* DIRECTIVE
Copy out word for word the lines of the material from the line containing "the owl's facial" through the end of the material, including both of those lines.

* INFORMATION PROVIDED
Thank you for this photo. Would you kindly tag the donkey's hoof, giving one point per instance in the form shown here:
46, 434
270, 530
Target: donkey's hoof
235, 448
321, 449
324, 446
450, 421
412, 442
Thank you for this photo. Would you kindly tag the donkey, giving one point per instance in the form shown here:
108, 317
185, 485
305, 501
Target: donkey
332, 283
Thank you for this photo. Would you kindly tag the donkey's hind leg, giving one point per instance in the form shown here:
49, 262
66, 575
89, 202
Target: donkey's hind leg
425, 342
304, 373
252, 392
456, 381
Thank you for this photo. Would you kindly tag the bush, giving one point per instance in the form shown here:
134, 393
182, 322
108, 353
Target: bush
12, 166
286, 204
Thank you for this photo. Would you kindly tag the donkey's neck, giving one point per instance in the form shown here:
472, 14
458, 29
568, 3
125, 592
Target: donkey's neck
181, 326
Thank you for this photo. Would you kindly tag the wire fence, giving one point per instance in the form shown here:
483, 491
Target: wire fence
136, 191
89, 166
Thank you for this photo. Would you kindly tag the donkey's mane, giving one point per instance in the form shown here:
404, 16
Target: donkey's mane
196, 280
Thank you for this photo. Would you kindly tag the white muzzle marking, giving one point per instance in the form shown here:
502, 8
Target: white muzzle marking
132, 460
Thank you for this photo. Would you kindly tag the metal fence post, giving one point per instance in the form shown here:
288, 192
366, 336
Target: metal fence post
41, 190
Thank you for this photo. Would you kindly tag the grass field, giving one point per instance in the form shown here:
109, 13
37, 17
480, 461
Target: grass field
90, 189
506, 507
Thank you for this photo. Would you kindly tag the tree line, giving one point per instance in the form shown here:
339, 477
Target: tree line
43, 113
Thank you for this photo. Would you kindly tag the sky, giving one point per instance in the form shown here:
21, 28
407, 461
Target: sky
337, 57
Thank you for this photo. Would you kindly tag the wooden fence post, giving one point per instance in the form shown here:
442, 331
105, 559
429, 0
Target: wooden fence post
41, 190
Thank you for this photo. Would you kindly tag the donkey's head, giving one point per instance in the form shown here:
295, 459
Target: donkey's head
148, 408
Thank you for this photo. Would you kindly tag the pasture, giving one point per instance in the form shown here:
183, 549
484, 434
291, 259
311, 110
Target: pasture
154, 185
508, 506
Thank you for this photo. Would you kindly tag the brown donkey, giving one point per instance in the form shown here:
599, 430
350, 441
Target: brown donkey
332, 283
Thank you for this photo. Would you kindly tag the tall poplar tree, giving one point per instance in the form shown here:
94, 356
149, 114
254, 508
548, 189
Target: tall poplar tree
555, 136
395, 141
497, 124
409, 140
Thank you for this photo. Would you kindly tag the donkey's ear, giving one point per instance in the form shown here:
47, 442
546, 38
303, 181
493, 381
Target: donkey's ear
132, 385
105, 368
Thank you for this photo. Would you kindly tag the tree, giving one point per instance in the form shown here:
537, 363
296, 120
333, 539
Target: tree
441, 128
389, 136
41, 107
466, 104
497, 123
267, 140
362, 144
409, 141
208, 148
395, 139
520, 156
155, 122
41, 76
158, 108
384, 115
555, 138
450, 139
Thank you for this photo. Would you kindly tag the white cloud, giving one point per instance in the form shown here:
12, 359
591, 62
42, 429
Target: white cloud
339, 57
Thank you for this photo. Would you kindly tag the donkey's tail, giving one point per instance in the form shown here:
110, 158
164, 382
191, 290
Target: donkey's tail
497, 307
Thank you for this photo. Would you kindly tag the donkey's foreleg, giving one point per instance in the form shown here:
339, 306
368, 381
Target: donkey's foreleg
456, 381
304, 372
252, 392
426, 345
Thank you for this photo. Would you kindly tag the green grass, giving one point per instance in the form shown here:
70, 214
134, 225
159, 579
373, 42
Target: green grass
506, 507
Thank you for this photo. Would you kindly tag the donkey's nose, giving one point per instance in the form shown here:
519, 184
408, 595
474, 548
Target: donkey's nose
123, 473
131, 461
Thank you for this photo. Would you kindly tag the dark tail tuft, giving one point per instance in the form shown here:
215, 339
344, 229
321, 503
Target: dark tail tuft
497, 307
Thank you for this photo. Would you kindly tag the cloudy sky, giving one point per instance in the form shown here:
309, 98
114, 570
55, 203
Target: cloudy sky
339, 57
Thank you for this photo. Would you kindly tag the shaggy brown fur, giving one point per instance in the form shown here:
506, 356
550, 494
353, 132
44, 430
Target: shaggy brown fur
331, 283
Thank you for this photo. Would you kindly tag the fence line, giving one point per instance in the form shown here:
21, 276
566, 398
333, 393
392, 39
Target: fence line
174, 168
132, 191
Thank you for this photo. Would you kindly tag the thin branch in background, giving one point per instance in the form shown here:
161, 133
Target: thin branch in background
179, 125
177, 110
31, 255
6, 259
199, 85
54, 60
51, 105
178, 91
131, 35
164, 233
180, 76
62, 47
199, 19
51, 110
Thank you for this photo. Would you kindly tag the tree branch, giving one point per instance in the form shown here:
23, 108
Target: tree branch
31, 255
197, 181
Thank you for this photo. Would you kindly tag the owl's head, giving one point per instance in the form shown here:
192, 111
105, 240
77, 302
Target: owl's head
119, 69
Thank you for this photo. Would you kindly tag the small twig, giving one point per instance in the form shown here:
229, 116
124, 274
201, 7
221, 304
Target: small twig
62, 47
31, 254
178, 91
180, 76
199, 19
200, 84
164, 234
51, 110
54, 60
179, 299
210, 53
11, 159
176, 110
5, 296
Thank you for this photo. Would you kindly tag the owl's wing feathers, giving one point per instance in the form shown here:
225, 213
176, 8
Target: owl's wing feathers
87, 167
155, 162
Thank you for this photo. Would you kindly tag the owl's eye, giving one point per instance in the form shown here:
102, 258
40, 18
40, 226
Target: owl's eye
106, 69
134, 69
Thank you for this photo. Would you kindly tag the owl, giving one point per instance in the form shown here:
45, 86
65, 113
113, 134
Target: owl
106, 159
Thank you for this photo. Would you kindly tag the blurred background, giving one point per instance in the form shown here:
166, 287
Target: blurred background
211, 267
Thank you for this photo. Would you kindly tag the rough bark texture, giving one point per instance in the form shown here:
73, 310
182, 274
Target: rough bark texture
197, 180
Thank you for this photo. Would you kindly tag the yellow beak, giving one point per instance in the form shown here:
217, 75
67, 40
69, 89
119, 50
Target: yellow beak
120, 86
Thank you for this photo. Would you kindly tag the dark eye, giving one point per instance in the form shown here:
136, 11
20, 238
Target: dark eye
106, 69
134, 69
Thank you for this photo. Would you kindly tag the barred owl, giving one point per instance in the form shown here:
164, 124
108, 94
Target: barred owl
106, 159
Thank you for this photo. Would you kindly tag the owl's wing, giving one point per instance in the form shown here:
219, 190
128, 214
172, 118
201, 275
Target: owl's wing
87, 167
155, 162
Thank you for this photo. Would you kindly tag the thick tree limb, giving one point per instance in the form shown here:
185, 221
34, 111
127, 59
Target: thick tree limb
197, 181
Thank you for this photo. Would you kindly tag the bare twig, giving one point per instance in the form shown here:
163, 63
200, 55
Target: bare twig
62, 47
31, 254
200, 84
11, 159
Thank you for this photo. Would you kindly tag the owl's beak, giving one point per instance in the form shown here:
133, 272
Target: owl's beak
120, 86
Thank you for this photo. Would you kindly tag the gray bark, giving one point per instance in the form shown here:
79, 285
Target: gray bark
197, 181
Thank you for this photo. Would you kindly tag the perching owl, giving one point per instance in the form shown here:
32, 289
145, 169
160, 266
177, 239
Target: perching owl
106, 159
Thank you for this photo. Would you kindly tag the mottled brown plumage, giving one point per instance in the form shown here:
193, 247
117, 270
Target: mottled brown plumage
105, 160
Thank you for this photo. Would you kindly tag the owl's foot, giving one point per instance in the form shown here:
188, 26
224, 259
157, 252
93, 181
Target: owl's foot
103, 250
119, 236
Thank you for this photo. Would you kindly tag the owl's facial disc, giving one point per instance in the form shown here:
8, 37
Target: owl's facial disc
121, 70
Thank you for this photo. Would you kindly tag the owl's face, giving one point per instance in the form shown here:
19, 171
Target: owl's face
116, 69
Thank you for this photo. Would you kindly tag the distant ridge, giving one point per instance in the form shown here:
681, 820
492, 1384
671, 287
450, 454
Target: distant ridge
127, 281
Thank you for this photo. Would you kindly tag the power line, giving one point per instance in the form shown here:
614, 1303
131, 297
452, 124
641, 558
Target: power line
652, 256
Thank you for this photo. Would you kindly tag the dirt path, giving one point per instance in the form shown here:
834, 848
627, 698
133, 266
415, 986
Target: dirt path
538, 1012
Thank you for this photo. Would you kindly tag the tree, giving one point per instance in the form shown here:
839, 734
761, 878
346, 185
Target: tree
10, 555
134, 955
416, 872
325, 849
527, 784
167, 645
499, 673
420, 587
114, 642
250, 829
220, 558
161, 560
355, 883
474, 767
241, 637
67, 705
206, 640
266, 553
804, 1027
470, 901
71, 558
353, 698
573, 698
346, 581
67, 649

* SOLUTION FOR THIS TASK
Thank you for this photo. Would you kindly tag the owl's facial disc, giving one point per instance in the form shown here:
8, 37
Target: owl's facial disc
121, 70
Thank you for this photo. Would you kindly tag the owl's face, giving one point per instance in the form shown here:
19, 171
Target: owl's face
116, 69
Thank you for this photo. Would you kindly tag the distant ridge, giving one point per instance in the form shown here:
681, 820
492, 1384
671, 287
450, 454
Target: distant ridge
127, 281
Thank you for this photo. Would you kindly tag the power line, giving one point per instance in the form shown here:
614, 1303
131, 297
452, 124
641, 558
Target: power line
652, 256
Thank you for this photo. Would you kindly tag the dirt path, giving one point per instance in the form shown here:
834, 848
627, 698
133, 266
415, 986
Target: dirt path
538, 1012
Thank you for this photo. Would you kindly tag the tree, giving one point per instance in the form shown here:
839, 734
761, 878
346, 185
Target: tree
10, 555
134, 955
416, 872
325, 849
527, 784
167, 645
499, 673
420, 587
114, 642
250, 829
220, 558
161, 560
355, 883
474, 767
241, 637
67, 705
206, 640
266, 553
804, 1027
470, 901
71, 558
353, 698
573, 698
346, 581
67, 649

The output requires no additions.